─── Data in this exercise ───

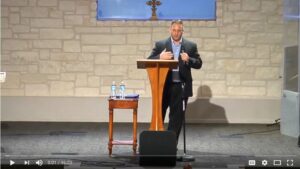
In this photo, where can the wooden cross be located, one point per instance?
(153, 3)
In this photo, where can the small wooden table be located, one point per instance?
(122, 104)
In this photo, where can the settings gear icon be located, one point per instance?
(264, 162)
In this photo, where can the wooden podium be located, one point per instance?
(157, 72)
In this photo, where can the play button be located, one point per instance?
(11, 162)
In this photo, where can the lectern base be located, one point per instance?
(157, 148)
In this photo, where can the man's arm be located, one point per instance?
(195, 60)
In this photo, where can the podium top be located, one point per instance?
(145, 63)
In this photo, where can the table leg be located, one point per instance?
(111, 118)
(134, 130)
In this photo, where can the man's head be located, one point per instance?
(176, 30)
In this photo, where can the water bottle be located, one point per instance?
(122, 90)
(113, 90)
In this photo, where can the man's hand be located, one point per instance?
(166, 55)
(185, 57)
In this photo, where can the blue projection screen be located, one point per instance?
(168, 10)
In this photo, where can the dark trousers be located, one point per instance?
(172, 99)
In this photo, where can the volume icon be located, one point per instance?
(39, 162)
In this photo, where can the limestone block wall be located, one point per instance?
(58, 48)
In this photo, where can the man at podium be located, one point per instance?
(178, 85)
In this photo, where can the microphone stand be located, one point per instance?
(185, 157)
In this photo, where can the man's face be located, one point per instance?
(176, 31)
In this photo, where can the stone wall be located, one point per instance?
(58, 48)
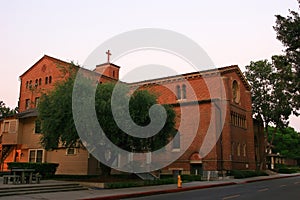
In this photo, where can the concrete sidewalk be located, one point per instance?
(94, 194)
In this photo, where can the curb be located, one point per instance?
(156, 192)
(271, 178)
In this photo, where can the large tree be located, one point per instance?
(58, 128)
(272, 102)
(288, 32)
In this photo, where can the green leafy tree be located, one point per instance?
(58, 128)
(288, 32)
(6, 111)
(271, 98)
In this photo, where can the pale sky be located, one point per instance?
(231, 32)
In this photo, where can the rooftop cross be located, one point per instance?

───

*Prompt:* Instructions for the listing above: set down every entry exactly and drop any image.

*Task solution:*
In this photo, where can the wooden cross be located, one point per instance?
(153, 3)
In this photo, where can the small wooden table be located, one point per instance?
(122, 104)
In this photo, where can the settings gear icon be located, one point per instance?
(264, 162)
In this photo, where can the wooden podium be located, one point per instance?
(157, 72)
In this photo, where can the play button be located, one point per instance?
(11, 162)
In this photo, where can the lectern base be located, one point per instance?
(157, 148)
In this photo, where can the man's arm be located, one point per instance?
(195, 60)
In this photo, where can the podium top be located, one point per instance?
(145, 63)
In this photo, where can the table leg be located, one point per instance?
(111, 118)
(134, 130)
In this photo, where can the man's head be located, one point per instance?
(176, 30)
In this photo, where can the water bottle be located, one point per instance?
(122, 90)
(113, 90)
In this photo, where can the man's hand be located, one point per instance?
(166, 55)
(185, 57)
In this photo, where can the blue projection screen be located, one point per instance?
(168, 10)
In this photo, where can the dark trousers be located, one point per instance?
(172, 99)
In this photo, where can the volume icon be located, one point per instance?
(39, 162)
In this photo, where can the limestone block wall be located, one point per instance?
(58, 48)
In this photo, where can the man at podium be located, one point per instance?
(178, 85)
In this photo, where can the microphone stand be located, one point per instance?
(185, 157)
In this photo, where can the man's face be located, one point per instance?
(176, 31)
In this photo, where can the stone wall be located, one point per instance?
(58, 48)
In this photo, where can the concrete sidewalk be located, one point per instance?
(94, 194)
In this photo, where can the curb be located, one point per instance?
(156, 192)
(271, 178)
In this photo, where can the large tree be located, one point per instance?
(58, 128)
(272, 102)
(288, 32)
In this photo, where can the green leafy tree be located, one point per instance?
(58, 128)
(288, 32)
(6, 111)
(271, 98)
In this photo, where can the pale sky be located, one point per instance?
(231, 32)
In this photo, where can the rooftop cross be located, one point per instance?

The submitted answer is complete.